Texte fourni:
Aucun annuaire en ligne, pour l’heure, ne recense toutes ces initiatives. Elles s’appellent Handiconsult à Annecy (établissement pionnier), Nice, Salon-de-Provence, Montpellier, Rouen, Limoges… ; Handisanté à Niort ; Handisoins à Châtellerault… Un de ces services vient d’ouvrir à Amiens, un autre devrait bientôt voir le jour à Lille. à Paris, l’hôpital de La Pitié-Salpêtrière est en pointe sur la prise en charge des personnes sourdes, avec une unité d’information et de soins (l’Uniss) qui leur est consacrée depuis 1995. Plus récemment, l’établissement a également ouvert une consultation spécialisée pour les personnes handicapées au sein de son service de gynécologie et d’obstétrique. Tous ces services améliorent la prévention et, en cas de détection d’un cancer, la prise en charge. L’étape suivante consisterait à recenser de façon exhaustive toutes ces structures, pour faciliter la vie des patients et de leurs aidants et, aussi, pour s’attaquer aux inégalités territoriales, qui restent importantes. À travers un plan national cancer et handicap ?
TROIS QUESTIONS À Sarah Dauchy, présidente de la Société française de psycho-oncologie et responsable d’unité à l’institut Gustave-Roussy.
Quel rôle avez-vous auprès des personnes handicapées ?
Certaines ont juste besoin que l’on prenne en compte leur vulnérabilité. Notre rôle consiste alors à adapter la prise en charge, par exemple en mettant en place un accompagnement. Mais, pour celles qui souffrent de troubles psychiques préexistants au diagnostic, il existe un réel risque de perte de chances, autrement dit un risque qu’on ne leur propose pas les mêmes soins, ni le bénéfice des innovations au prétexte qu’elles pourraient ne pas suivre les consignes. En réalité, elles auraient juste besoin d’un accompagnement renforcé.

Exercices à traiter:
1. Répondez aux questions suivantes à partir du texte sur les soins aux personnes handicapées.
(a) Depuis quelle année l'Uniss de La Pitié-Salpêtrière existe-t-elle ?
(b) Comment s'appelle le service ouvert à Niort ?
(c) De quelle société Sarah Dauchy est-elle présidente ?
2. Extrayez à l'identique, dans le texte sur les soins aux personnes handicapées, le passage qui commence par les mots contenant « Certaines ont juste » et se termine par « d’un accompagnement renforcé. ».
3. Poursuivez le texte sur les soins aux personnes handicapées à partir de sa dernière phrase.

Lignes répertoriées:

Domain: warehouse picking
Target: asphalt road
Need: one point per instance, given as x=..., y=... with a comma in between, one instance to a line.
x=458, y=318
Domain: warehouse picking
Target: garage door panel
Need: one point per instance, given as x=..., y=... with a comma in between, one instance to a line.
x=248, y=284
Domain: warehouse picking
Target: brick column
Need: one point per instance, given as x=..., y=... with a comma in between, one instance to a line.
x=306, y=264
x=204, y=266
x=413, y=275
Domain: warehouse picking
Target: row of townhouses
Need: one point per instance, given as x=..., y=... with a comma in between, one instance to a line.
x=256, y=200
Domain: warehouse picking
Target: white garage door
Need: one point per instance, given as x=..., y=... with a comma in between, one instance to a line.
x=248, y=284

...

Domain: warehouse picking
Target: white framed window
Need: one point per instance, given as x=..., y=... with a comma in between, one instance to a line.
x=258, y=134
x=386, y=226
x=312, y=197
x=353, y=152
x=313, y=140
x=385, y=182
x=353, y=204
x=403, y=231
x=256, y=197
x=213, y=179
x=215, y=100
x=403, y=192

...

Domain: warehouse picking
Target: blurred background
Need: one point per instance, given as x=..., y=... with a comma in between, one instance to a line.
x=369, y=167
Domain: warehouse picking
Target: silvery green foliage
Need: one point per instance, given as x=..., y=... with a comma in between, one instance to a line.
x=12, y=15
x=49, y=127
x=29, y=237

Réponses fournies:
1.
(a) Depuis 1995.
(b) Handisanté.
(c) La Société française de psycho-oncologie.

2.
Certaines ont juste besoin que l’on prenne en compte leur vulnérabilité. Notre rôle consiste alors à adapter la prise en charge, par exemple en mettant en place un accompagnement. Mais, pour celles qui souffrent de troubles psychiques préexistants au diagnostic, il existe un réel risque de perte de chances, autrement dit un risque qu’on ne leur propose pas les mêmes soins, ni le bénéfice des innovations au prétexte qu’elles pourraient ne pas suivre les consignes. En réalité, elles auraient juste besoin d’un accompagnement renforcé.

3.
Avez-vous observé des particularités chez les personnes handicapées soignées pour un cancer ?
Souvent, elles ont déjà fait l’expérience de la maladie ou de la difficulté avant le diagnostic de cancer. Cela en fait parfois des patients mieux armés, car leur handicap n’est pas seulement une déficience. Il leur apporte aussi plus de recul et la capacité de hiérarchiser les informations. Bien sûr, il arrive aussi qu’après avoir déjà affronté tant de difficultés ces personnes soient plus vulnérables…
Adaptez-vous votre pratique ?
Oui, plus encore qu’avec d’autres. Nous devons respecter leur handicap et nous représenter leurs difficultés, y compris pour des choses toutes simples, en adaptant les heures de rendez-vous par exemple. Nous devons aussi veiller à préserver leurs acquis. Lorsque l’autonomie est fragile par exemple, deux mois d’hospitalisation peuvent la menacer. C’est à nous de nous ajuster. Ce que nous faisons pour les patients handicapés pourra améliorer le sort des autres patients, non handicapés.